# Trecho do texto
Essa mudança de perspectiva fez com que as minhas observações se tornassem mais históricas. Não me preocupo muito com o lado teológico porque o que sempre busco é entender o texto, e a teologia não explica o texto, ela fornece um significado transcendental a ele e o desenvolve dentro da tradição. Como sou cristão e acredito nos credos da igreja, a teologia não é um ponto de preocupação constante para mim. O que me deixa inquieto é a história: eu quero entender o que a Bíblia diz e como a mentalidade do autor se formou para que ele pudesse dizer o que disse.

Um exemplo dessa abordagem é o Jesus histórico. O Jesus histórico é aquele que pode ser reconstruído pelo método histórico, aquele que qualquer historiador poderia acreditar ter existido. O Jesus real é aquele que foi experienciado pelos primeiros cristãos e ainda pode ser (se você acredita nisso). É o sentimento da presença real dele na comunidade que gera os textos e os desenvolve na teologia. Esse Jesus experienciado posteriormente é fruto de reflexão teológica da comunidade tentando explicar e entender o Jesus que foi conhecido em carne e osso pelos primeiros discípulos. O Jesus histórico é o Jesus que pode ser encontrado através da aplicação do método histórico, e esse método tem as suas limitações. Aquilo que vai para além disso é experiência religiosa, e o Jesus real pode mesmo estar aí, na experiência, na nossa vida hoje, na nossa devoção religiosa. Eu só não tenho ferramentas metodológicas para demonstrar isso. A subjetividade reina nesse campo, e talvez apenas santo Bultmann poderá nos dar uma ajudinha aqui.

# Desafios
1) De acordo com o trecho sobre o Jesus histórico, como se define o Jesus histórico?
2) Retome o trecho sobre o Jesus histórico e dê continuidade a ele a partir de sua última frase.
Estas linhas não têm nenhuma relação com o trecho sobre o Jesus histórico.

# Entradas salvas
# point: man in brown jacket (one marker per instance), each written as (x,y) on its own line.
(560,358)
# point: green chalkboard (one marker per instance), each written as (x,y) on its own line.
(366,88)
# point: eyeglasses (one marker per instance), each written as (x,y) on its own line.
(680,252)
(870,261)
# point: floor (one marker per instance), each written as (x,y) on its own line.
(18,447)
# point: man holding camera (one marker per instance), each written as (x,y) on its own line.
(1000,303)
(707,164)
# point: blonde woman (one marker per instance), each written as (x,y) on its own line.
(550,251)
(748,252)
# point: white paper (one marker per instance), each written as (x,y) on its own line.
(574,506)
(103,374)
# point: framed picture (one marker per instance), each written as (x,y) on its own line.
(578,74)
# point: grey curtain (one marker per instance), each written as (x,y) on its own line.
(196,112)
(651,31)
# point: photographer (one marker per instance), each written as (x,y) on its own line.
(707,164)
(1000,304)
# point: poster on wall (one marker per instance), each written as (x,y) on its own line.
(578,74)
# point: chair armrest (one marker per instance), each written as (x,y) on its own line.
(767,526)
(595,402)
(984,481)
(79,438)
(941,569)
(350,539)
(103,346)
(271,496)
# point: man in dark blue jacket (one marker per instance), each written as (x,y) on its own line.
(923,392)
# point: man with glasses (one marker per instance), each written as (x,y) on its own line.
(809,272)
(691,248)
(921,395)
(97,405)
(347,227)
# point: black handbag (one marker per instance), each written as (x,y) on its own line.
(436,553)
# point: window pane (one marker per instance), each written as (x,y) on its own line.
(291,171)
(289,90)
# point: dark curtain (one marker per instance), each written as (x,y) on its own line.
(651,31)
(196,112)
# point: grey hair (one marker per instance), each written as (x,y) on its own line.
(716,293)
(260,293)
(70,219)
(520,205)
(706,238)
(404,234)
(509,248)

# As respostas
1) É aquele que pode ser reconstruído pelo método histórico, aquele que qualquer historiador poderia acreditar ter existido.

2)
Outro exemplo claro pode ser o significado de Isaías 7:14: “Portanto, o Senhor mesmo lhes dará um sinal: eis que a virgem conceberá e dará à luz um filho e lhe chamará Emanuel.” Em seu contexto histórico, esse texto fala de Jesus? As dificuldades dessa interpretação são enormes, a começar pelo fato de que a tradução grega da bíblia hebraica que os primeiros cristãos helenistas (que geraram os evangelhos) usaram traduziu o termo hebraico para “jovem” como “virgem”, isto é, os cristãos usaram uma tradução equivocada para falar sobre o nascimento virginal. Ao invés de se tratar de uma profecia sobre Jesus que foi realizada, o texto de Isaías foi reinterpretado por cristãos que queriam entender o significado de Jesus e buscaram isso nos seus escritos sagrados. Em outras palavras, eu acho que Mateus reflete a busca da comunidade primitiva pelo entendimento de quem foi Jesus e o que ele significou. Ao buscarem respostas nos seus textos sagrados, os discípulos encontraram passagens que atribuíram a Jesus. Eles não se importaram com o contexto histórico dos textos, mas os usaram de uma forma muito livre porque simplesmente não enxergavam o espaço de tempo que havia entre eles e o texto da mesma forma que o homem de hoje, vivendo em um mundo pós-critico, enxerga. Isso é mais ou menos o que algumas comunidades evangélicas com um pensamento acrítico fazem hoje em dia: o texto é vivo e pertence à comunidade, a qual os usa como se Deus estivesse falando com eles. Isso é usar o texto para fazer teologia, não história.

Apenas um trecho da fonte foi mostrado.